# WHAT YOU SHOULD DO:
Format the items below as a Markdown table with columns Index and Content, one numbered row per line and blank lines omitted. Cover only the lines that begin at the one containing "Task: identify the estuary" and end after the one containing "(1138, 507)", both included.

# DATA PROVIDED:

● ● ●

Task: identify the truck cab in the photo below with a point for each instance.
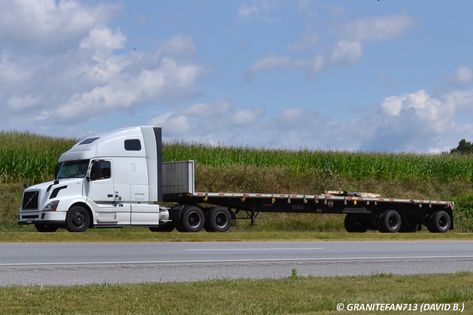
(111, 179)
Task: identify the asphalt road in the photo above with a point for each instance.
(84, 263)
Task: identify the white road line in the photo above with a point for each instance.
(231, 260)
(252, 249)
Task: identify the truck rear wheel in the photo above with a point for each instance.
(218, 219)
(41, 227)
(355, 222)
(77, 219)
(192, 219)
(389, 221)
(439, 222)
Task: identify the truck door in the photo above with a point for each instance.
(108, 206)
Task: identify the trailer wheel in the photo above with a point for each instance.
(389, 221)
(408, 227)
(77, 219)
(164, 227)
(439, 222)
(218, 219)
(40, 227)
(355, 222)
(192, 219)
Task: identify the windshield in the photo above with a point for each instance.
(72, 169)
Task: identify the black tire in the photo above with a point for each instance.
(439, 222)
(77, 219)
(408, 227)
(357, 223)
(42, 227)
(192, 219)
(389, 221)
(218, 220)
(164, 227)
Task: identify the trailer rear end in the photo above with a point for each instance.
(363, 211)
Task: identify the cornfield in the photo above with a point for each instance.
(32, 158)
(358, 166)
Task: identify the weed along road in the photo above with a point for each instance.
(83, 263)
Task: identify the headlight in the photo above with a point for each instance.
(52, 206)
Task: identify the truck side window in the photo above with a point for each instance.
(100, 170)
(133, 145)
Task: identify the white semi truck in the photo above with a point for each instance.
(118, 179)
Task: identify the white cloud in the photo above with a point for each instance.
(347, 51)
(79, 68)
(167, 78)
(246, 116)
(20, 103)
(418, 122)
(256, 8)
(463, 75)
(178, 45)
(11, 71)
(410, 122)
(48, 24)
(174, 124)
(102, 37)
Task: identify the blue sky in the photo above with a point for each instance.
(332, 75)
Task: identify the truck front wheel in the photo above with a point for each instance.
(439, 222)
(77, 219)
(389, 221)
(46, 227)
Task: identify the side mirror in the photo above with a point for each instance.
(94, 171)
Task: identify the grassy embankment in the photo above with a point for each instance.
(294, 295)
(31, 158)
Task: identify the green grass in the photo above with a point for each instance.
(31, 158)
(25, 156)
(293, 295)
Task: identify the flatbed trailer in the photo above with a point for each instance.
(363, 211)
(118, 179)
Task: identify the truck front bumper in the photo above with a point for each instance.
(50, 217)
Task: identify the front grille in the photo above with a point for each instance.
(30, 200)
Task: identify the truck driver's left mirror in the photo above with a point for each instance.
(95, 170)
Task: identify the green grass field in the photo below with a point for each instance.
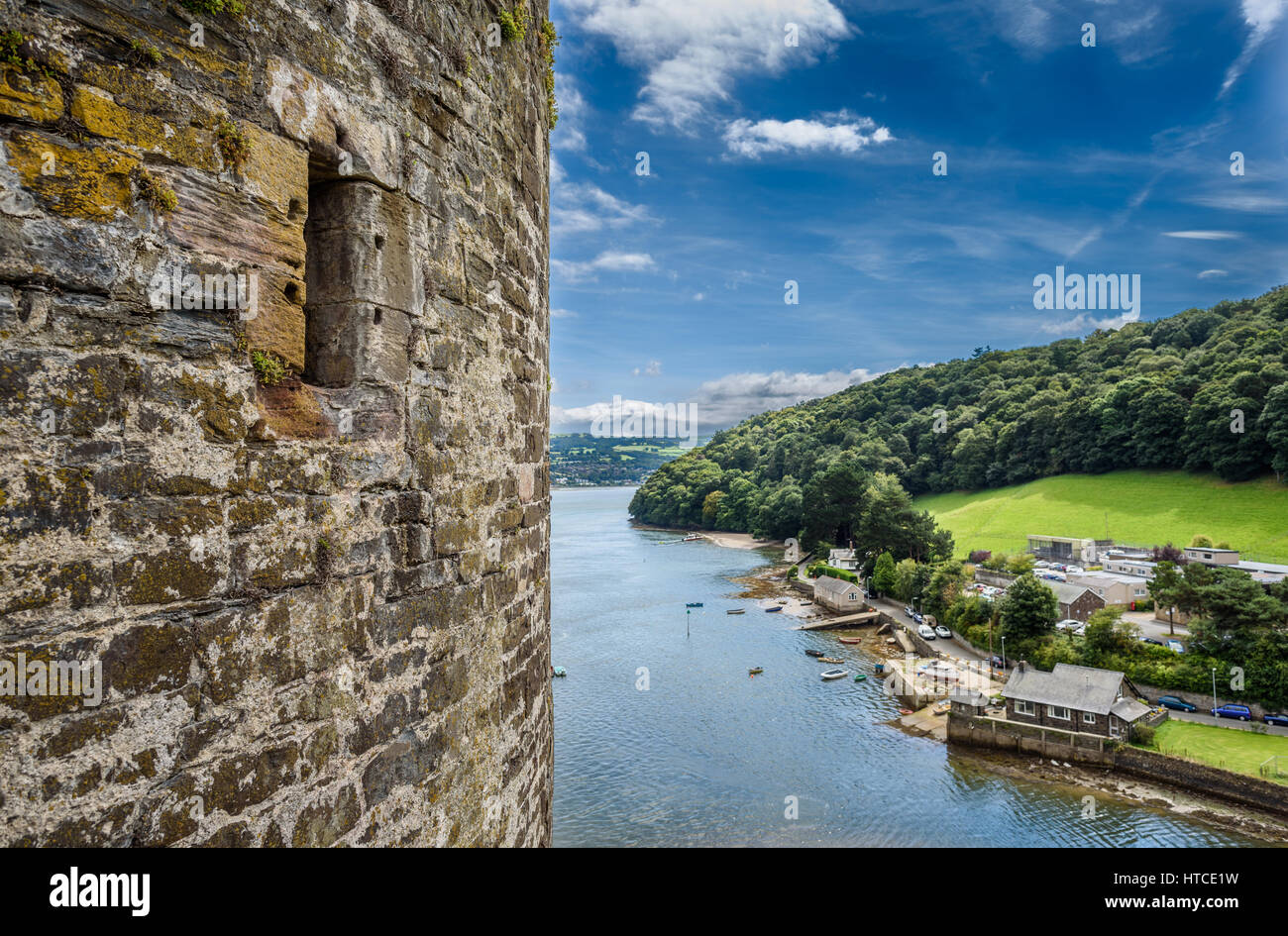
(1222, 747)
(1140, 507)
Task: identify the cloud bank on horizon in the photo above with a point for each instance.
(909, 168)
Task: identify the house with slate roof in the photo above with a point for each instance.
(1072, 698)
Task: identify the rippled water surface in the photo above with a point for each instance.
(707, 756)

● ● ●

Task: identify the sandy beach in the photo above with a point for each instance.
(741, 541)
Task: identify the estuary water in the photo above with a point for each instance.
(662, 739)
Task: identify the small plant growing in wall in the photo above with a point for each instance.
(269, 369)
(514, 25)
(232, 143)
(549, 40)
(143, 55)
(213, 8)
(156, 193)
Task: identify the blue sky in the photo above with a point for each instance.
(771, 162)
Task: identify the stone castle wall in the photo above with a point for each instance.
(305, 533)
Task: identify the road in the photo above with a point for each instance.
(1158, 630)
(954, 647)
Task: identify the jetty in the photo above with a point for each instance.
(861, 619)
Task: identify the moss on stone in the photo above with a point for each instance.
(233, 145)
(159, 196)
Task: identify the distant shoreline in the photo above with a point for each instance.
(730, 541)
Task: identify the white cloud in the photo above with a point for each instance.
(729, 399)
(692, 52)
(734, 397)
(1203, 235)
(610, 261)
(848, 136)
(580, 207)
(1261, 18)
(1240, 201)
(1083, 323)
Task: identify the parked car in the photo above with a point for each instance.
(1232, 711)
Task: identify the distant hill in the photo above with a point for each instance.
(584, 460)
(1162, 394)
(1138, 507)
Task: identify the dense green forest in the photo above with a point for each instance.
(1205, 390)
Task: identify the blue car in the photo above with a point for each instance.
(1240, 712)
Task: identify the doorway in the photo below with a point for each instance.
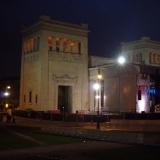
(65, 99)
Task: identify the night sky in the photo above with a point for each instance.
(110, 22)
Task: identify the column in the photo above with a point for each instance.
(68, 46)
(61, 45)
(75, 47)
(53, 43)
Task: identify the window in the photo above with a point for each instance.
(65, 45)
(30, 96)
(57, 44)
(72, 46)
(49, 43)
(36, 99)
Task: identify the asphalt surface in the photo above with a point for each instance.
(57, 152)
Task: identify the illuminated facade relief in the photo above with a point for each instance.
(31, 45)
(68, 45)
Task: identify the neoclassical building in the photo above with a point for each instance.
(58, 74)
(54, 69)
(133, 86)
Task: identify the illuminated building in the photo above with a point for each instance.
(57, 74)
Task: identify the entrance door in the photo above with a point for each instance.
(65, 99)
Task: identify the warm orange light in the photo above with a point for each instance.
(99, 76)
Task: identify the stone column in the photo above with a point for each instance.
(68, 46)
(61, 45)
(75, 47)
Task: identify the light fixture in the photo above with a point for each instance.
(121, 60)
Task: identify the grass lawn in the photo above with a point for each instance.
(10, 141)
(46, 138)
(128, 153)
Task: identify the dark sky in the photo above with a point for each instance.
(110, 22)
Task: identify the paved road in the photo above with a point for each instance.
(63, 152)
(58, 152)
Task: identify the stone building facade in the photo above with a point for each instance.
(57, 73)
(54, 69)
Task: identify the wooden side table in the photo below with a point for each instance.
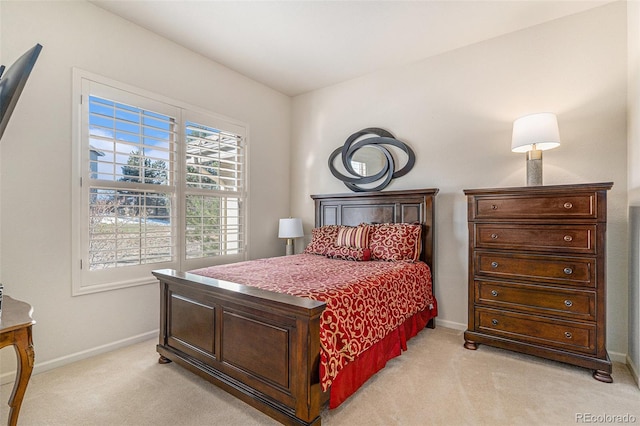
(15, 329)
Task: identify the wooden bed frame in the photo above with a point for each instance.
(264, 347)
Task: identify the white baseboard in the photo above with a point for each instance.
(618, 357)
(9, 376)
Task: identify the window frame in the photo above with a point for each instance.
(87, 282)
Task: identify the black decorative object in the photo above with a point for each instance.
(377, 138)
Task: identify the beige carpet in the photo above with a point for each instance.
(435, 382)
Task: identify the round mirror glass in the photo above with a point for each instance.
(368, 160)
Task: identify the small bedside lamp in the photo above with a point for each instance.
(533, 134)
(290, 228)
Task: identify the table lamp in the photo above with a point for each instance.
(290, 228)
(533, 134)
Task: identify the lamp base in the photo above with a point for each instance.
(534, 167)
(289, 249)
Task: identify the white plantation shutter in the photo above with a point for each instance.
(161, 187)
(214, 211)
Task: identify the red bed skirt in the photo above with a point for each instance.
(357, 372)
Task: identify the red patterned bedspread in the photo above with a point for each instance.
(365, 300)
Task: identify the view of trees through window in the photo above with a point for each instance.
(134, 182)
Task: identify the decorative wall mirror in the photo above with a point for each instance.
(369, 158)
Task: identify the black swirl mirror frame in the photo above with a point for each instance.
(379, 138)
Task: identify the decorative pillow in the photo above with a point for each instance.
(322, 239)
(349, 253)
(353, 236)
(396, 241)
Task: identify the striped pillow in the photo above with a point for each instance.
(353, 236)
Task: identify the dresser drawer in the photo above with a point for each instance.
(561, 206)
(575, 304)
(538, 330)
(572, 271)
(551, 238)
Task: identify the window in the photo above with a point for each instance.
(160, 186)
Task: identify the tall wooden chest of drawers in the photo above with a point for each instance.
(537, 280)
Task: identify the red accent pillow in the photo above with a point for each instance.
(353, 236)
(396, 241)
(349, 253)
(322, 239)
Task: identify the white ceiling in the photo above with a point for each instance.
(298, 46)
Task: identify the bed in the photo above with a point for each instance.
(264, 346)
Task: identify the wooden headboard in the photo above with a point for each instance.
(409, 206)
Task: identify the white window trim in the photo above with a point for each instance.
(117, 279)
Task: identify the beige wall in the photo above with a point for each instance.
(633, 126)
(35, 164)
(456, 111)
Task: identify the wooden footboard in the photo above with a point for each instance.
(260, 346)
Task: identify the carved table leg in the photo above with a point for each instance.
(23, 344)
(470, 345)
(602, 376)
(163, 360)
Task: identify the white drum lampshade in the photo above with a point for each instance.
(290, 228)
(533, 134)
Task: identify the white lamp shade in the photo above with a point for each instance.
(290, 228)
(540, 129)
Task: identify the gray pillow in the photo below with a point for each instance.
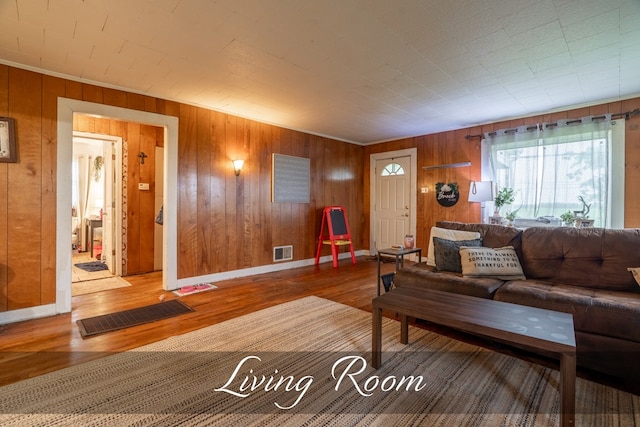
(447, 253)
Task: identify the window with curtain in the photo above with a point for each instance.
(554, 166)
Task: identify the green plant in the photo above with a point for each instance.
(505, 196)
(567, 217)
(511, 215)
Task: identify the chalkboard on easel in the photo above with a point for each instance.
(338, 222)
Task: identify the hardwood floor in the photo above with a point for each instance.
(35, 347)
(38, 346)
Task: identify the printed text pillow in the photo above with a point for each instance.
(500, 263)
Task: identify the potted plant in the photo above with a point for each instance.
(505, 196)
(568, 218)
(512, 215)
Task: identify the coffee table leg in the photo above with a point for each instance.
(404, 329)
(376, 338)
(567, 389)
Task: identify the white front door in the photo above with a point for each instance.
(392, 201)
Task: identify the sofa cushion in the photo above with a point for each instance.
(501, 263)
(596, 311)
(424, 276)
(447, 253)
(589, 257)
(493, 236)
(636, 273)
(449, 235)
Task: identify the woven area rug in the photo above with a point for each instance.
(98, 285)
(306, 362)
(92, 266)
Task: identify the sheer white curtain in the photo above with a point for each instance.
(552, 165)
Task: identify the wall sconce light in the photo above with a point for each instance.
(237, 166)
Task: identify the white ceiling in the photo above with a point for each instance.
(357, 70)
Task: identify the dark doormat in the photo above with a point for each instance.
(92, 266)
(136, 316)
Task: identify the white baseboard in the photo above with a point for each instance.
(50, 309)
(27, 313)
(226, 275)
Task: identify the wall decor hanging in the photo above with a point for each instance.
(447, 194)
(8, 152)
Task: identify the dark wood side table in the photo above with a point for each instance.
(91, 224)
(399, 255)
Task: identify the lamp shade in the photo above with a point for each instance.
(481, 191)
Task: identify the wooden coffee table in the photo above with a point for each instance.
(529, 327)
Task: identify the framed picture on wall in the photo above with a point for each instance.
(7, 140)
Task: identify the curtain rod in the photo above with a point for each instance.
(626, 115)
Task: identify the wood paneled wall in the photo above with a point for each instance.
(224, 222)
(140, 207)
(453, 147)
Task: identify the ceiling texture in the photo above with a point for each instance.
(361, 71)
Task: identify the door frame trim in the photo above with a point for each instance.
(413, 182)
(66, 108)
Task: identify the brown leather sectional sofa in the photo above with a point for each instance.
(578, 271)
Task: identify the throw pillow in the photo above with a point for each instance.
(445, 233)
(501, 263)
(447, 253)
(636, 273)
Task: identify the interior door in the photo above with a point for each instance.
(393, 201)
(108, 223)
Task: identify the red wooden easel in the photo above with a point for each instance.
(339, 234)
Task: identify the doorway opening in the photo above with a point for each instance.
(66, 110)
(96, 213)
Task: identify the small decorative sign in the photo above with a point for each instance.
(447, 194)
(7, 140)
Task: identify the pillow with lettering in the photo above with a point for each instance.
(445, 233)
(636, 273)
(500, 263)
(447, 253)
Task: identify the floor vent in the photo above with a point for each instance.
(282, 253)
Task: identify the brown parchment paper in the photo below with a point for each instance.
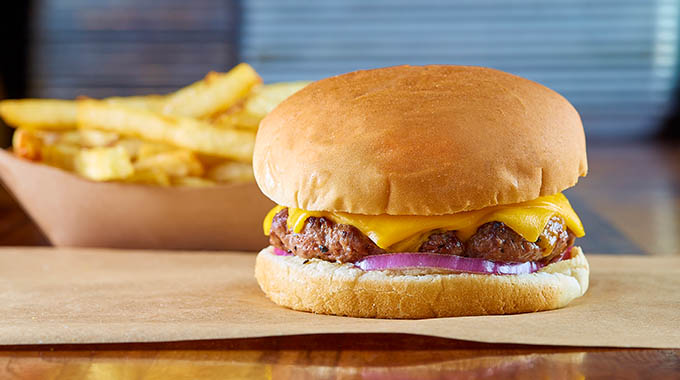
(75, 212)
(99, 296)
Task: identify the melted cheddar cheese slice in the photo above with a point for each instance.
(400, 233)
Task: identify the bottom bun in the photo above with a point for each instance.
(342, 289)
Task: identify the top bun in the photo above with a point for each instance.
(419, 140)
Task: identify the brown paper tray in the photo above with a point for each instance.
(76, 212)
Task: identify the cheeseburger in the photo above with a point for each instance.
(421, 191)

● ● ●

# FINAL RESULT:
| Index | Content |
|---|---|
| 1 | Task: identify the estuary water in the photo above with a point for each instance. |
| 2 | (662, 739) |
| 3 | Task: identify the small plant growing in wall in the photo above with a point for each instance. |
| 4 | (269, 369) |
| 5 | (514, 25) |
| 6 | (232, 143) |
| 7 | (549, 40) |
| 8 | (143, 55) |
| 9 | (213, 8) |
| 10 | (156, 193) |
| 11 | Task: identify the blue sky in the photo above with a point for each instance. |
| 12 | (771, 162) |
| 13 | Task: identify the stone castle wall in the photo above with a point for each instance. |
| 14 | (305, 533) |
| 15 | Task: identify the road in the photo above with a point for each instance. |
| 16 | (1158, 630) |
| 17 | (954, 647) |
| 18 | Task: identify the jetty in the photo above with a point for each instance. |
| 19 | (861, 619) |
| 20 | Task: identify the moss on stone in the photo above with a point for each instance. |
| 21 | (233, 145) |
| 22 | (159, 196) |
| 23 | Task: identify the distant shoreline in the photo above with a point for each instance. |
| 24 | (730, 541) |
| 25 | Task: identify the white cloud in the photo above with a point for each instance. |
| 26 | (729, 399) |
| 27 | (692, 52) |
| 28 | (734, 397) |
| 29 | (1203, 235) |
| 30 | (610, 261) |
| 31 | (848, 136) |
| 32 | (580, 207) |
| 33 | (1261, 18) |
| 34 | (1240, 201) |
| 35 | (1083, 323) |
| 36 | Task: identify the parked car in the photo above with a point for each instance. |
| 37 | (1232, 711) |
| 38 | Task: identify the distant hill in the photo above with a point for each instance. |
| 39 | (584, 460) |
| 40 | (1162, 394) |
| 41 | (1138, 507) |